Les temps semblent changer à l'Université de Zurich en matière de sponsoring privé. Keystone

Un contrat de sponsoring entre l'Université de Zurich et la grande banque UBS a attiré les projecteurs sur le financement privé des universités publiques, que d’aucuns estiment crucial pour rivaliser avec la concurrence mondiale. Mais des voix critiques craignent pour l'indépendance académique.

«C’est un pacte faustien. Après avoir vu sa réputation gravement ternie pendant des années, UBS use d’un marketing sophistiqué pour redorer son image», s’emporte Ursula Jauch, professeure de philosophie à l’Université de Zurich (UZH).

En avril 2012, l’UZH et la grande banque ont créé la surprise en annonçant un contrat de sponsoring de 100 millions de francs pour financer cinq chaires d’enseignement et créer un «International Centre of Economics in Society» au sein du Département d’économie.

Les partenariats privés et publics ne sont pas nouveaux dans le monde universitaire helvétique, mais le secret entourant cet arrangement a suscité l’inquiétude. Ursula Jauch fait partie des 30 professeurs de renom qui, en février, ont lancé l’«Appel de Zurich» pour la préservation de l’indépendance scientifique, qui a récolté 1500 signatures jusqu’ici.

[Entrées d'un jeu d'annotations par points]
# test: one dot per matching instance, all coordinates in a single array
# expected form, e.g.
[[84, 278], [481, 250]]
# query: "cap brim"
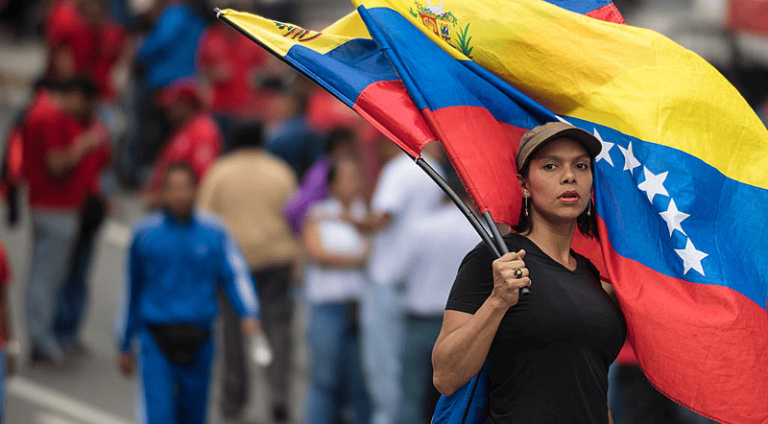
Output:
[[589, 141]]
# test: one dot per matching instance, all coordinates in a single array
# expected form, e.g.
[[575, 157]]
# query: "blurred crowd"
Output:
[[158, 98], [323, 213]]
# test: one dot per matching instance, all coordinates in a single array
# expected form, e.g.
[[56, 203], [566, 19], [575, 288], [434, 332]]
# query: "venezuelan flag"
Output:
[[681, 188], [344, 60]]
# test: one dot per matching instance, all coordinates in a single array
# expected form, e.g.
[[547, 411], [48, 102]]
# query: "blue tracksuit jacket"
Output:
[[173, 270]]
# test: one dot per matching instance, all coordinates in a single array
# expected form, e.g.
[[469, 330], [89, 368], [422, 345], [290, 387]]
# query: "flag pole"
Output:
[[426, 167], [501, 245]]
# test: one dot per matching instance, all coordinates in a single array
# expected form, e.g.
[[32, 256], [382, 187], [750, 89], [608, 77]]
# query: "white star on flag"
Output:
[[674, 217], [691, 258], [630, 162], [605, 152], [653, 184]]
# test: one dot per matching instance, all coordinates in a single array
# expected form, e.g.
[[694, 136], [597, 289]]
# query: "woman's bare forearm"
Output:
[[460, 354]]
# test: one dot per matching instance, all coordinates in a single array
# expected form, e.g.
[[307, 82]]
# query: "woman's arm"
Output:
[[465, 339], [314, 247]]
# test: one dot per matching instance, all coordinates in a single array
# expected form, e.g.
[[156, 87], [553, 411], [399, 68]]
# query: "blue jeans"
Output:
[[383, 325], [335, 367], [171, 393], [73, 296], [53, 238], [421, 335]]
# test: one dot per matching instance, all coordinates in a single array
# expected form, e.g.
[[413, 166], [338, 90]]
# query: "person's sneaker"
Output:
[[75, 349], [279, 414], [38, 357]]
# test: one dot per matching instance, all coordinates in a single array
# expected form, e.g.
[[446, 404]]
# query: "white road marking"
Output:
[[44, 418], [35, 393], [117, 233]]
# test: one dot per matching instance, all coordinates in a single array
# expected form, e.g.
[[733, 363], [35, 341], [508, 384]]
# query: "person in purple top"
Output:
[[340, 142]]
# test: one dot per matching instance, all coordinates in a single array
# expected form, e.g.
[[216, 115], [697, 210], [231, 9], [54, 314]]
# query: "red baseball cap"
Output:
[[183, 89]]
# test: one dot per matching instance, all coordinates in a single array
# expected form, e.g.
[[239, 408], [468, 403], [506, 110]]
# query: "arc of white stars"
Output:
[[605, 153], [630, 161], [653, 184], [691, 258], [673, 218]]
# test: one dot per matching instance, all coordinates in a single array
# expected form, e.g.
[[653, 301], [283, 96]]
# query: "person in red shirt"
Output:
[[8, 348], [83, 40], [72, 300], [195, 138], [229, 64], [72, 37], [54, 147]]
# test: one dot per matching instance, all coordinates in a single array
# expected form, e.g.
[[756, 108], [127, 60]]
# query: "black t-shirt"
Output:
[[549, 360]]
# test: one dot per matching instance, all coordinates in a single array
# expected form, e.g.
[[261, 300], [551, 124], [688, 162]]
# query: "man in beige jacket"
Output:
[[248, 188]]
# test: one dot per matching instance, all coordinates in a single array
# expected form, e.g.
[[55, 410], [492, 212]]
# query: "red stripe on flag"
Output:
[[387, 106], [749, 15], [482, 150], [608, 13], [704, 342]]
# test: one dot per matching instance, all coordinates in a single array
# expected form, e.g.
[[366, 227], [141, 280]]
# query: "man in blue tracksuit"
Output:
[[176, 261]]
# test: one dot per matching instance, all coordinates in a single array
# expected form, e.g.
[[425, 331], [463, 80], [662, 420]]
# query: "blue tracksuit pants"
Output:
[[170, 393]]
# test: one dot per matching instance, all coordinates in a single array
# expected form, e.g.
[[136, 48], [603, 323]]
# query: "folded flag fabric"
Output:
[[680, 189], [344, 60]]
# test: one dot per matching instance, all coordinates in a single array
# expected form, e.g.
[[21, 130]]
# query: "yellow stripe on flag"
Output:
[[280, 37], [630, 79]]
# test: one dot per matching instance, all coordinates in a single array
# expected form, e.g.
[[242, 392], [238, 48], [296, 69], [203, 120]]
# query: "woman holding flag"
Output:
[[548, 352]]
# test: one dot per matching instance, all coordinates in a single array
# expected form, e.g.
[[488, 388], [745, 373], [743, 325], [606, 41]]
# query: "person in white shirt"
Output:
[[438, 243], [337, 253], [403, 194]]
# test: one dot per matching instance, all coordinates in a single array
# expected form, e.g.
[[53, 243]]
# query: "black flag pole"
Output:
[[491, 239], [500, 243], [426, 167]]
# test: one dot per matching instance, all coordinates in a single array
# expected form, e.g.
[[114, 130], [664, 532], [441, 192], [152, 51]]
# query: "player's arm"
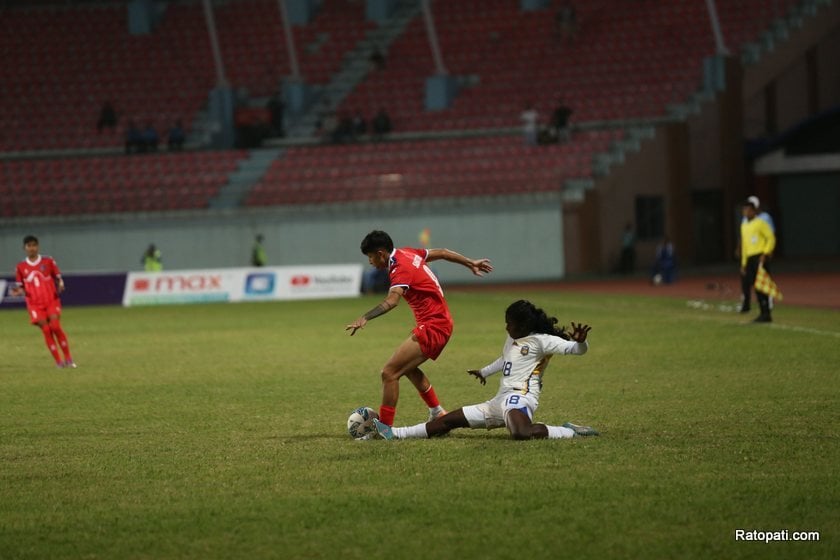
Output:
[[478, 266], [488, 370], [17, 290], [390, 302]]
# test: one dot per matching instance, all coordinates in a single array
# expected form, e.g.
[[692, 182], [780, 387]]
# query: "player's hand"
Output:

> [Consignes de l'exercice]
a. Selon le texte présenté, pourquoi Ursula Jauch parle-t-elle d'un « pacte faustien » ? Répondez en une à trois phrases.
b. D'après le texte présenté, quel montant le contrat de sponsoring annoncé en avril 2012 prévoyait-il ?
c. Reprenez, s'il vous plaît, le texte présenté sur le sponsoring d'UBS à l'Université de Zurich à partir de l'endroit où il s'arrête.

> [Les réponses]
a. Parce que, selon elle, UBS, dont la réputation a été gravement ternie pendant des années, se sert d'un marketing sophistiqué pour redorer son image.

b. 100 millions de francs.

c.
«En un temps où la coopération entre l’économie privée et les universités publiques est devenue une habitude, il faut une fois encore poser la question fondamentale: qu’est-ce qu’une université?», demande la pétition en ligne.

Après des mois de résistance, l’UZH s’est pliée en novembre à une décision d’une commission d’appel exigeant la publication de 90% du contrat jusqu’alors tenu secret entre l’Université et UBS.

Des voix critiques affirmaient que l’institution ne voulait pas rendre public le document car celui-ci détaille clairement le degré d’engagement de la banque à l’université et ses «droits» spécifiques.

«Le département nommera un membre du Conseil d’administration d’UBS au sein du comité consultatif du département.»

«Une salle de cours du département a été baptisée «UBS International Center Lecture Hall.»

«UBS profite raisonnablement des activités du Centre UBS en… garantissant un accès privilégié au personnel d’UBS et à des clients choisis pour des cours… en soutenant et en organisant des échanges réguliers entre les membres du centre UBS, les chaires d’enseignement et des spécialistes d’UBS… en offrant un accès à la formation aux salariés et à des clients d’UBS… en organisant des canaux interactifs entre les chaires et UBS… chaires qui sont tenues de participer au Forum économique international d’UBS.»

«Pendant la durée du parrainage du centre UBS par la Fondation UBS, l’UZH et le département n’entreront pas en négociation pour des accords de parrainage avec un autre institut ou centre de recherche dans le domaine économique.»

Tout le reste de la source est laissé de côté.